• Task 1
In the article on Active Directory result paging, what control-oid does the paged control require?
• Task 2
From the article on Active Directory result paging, return word for word the passage between "To make it short" and "at what’s happening.", inclusive.

───── Text extract ─────

To make it short right from the beginning: it’s currently not possible to use paged results from an Active Directory with an unpatched PHP (ext/ldap).

Let’s take a closer look at what’s happening.

Active Directory uses a server control to accomplish server-side result paging. This control is described in RFC 2696 “LDAP Control Extension for Simple Paged Results Manipulation” . LDAP controls, which come in the flavors “server” and “client”, are extensions to the LDAP protocol to provide enhancements – result paging is one example, password policy is another one. Generally ext/ldap offers an access to LDAP control extensions via its ldap_set_option() and theLDAP_OPT_SERVER_CONTROLS and LDAP_OPT_CLIENT_CONTROLS option respectively. To setup the paged control we do need the control-oid, which is 1.2.840.113556.1.4.319, and we need to know how to encode the control-value (this is described in the RFC). The value is an octet string wrapping the BER-encoded version of the following SEQUENCE (copied from the RFC):

realSearchControlValue ::= SEQUENCE {
    size    INTEGER (0..maxInt),
                     -- requested page size from client
                     -- result set size estimate from server
    cookie  OCTET STRING
}

So we can setup the control prior to executing the LDAP desired query:

$pageSize    = 100;
$pageControl = array(
    // the control-oid
    'oid'        => '1.2.840.113556.1.4.319',
    // the operation should fail if the server is not able to support this control
    'iscritical' => true,
    // the required BER-encoded control-value
    'value'      => sprintf ("%c%c%c%c%c%c%c", 48, 5, 2, 1, $pageSize, 4, 0)
);

This allows us to send a paged query to the LDAP/AD server. But how do we know if there are more pages to follow and how do we have to send a query to get the next page of our result set?

───── Data ─────

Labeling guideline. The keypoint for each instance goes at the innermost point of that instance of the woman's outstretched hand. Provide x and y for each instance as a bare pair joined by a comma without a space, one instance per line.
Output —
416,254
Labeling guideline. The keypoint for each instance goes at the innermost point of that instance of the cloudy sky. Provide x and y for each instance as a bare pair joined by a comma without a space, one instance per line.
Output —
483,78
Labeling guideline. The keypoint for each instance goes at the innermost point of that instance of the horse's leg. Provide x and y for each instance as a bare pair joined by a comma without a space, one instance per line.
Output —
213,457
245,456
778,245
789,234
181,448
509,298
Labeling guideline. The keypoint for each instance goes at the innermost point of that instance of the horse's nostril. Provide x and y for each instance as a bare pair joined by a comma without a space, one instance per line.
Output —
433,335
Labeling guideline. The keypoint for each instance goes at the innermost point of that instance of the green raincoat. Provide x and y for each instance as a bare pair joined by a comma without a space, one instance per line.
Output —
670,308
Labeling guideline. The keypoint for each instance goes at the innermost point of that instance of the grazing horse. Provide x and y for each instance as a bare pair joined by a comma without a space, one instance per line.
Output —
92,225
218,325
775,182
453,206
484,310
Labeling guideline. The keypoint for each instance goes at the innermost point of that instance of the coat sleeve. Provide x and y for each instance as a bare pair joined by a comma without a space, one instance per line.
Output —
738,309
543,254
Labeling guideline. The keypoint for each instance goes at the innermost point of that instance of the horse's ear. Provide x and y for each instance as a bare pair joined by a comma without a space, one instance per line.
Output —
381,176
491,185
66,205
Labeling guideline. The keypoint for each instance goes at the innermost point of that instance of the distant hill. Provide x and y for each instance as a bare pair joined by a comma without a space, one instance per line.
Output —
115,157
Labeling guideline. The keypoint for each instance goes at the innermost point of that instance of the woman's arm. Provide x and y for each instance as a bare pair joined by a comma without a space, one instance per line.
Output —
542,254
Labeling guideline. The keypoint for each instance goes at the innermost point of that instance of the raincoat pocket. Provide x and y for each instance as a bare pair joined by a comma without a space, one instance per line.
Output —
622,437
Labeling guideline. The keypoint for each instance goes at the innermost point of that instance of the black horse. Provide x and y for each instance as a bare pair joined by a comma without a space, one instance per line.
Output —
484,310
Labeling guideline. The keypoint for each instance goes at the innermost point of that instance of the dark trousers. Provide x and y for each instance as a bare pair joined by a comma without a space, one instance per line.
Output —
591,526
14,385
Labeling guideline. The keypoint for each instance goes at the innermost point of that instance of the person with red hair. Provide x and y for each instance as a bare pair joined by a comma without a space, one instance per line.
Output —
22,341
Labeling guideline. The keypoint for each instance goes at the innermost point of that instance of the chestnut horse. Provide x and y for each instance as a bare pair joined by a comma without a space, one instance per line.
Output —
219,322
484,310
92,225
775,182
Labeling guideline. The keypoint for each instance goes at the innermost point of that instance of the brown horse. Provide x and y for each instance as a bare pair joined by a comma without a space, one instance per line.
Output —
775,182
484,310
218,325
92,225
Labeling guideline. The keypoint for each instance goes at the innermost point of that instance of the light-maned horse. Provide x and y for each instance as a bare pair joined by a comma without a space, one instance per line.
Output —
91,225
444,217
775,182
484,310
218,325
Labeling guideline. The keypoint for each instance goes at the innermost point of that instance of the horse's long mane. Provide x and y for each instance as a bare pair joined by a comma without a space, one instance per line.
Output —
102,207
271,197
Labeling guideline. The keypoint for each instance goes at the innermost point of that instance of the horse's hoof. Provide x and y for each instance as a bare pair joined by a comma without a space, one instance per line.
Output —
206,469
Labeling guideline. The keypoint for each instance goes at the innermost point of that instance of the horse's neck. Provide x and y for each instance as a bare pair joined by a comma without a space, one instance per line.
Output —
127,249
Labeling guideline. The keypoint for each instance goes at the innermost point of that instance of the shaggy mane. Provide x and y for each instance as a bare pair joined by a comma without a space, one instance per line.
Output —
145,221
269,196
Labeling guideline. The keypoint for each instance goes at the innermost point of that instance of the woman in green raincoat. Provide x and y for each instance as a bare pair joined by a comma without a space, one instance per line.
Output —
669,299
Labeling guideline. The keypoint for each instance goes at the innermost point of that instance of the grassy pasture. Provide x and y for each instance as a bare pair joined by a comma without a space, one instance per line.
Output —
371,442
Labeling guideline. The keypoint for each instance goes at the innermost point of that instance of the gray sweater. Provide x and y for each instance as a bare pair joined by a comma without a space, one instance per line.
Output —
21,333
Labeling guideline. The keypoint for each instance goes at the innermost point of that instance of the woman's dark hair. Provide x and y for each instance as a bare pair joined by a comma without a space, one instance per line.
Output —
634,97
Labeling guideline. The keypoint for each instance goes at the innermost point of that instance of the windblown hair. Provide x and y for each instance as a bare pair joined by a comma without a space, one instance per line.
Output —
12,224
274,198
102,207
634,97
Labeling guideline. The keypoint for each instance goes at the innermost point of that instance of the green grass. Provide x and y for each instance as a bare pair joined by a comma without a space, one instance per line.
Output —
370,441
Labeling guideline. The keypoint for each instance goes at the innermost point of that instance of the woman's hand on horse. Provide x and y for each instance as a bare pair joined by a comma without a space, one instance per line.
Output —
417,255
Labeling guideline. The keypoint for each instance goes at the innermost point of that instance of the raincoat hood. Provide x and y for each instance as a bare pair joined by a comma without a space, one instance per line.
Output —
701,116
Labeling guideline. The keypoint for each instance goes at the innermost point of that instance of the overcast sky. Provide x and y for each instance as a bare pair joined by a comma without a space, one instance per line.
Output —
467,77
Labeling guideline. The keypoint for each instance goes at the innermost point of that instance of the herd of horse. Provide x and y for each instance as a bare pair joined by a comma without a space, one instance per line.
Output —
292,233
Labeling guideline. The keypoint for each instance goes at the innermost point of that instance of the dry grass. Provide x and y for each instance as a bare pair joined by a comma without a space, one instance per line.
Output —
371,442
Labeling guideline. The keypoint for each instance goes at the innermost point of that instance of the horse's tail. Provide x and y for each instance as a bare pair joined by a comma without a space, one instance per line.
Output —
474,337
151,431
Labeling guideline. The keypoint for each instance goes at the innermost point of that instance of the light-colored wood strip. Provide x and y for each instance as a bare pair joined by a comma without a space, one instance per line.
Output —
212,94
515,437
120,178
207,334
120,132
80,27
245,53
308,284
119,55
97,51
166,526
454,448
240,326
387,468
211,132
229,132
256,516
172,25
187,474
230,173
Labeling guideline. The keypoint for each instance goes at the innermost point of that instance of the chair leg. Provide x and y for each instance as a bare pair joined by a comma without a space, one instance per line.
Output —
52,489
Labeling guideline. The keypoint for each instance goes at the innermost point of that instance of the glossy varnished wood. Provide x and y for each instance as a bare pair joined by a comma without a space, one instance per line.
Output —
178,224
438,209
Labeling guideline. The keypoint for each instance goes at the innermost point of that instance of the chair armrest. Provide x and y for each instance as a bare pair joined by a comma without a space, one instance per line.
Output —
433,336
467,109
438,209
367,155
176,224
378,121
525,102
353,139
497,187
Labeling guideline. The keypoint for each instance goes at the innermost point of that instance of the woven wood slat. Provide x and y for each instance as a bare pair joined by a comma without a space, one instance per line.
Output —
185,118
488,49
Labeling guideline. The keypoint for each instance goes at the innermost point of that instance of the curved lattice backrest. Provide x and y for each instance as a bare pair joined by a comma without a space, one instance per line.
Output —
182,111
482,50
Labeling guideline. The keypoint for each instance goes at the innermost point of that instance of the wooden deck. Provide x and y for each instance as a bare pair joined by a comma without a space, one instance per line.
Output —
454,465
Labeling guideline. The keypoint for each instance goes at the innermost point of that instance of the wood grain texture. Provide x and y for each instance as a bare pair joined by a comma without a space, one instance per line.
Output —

─────

• Written response 1
1.2.840.113556.1.4.319

• Written response 2
To make it short right from the beginning: it’s currently not possible to use paged results from an Active Directory with an unpatched PHP (ext/ldap).

Let’s take a closer look at what’s happening.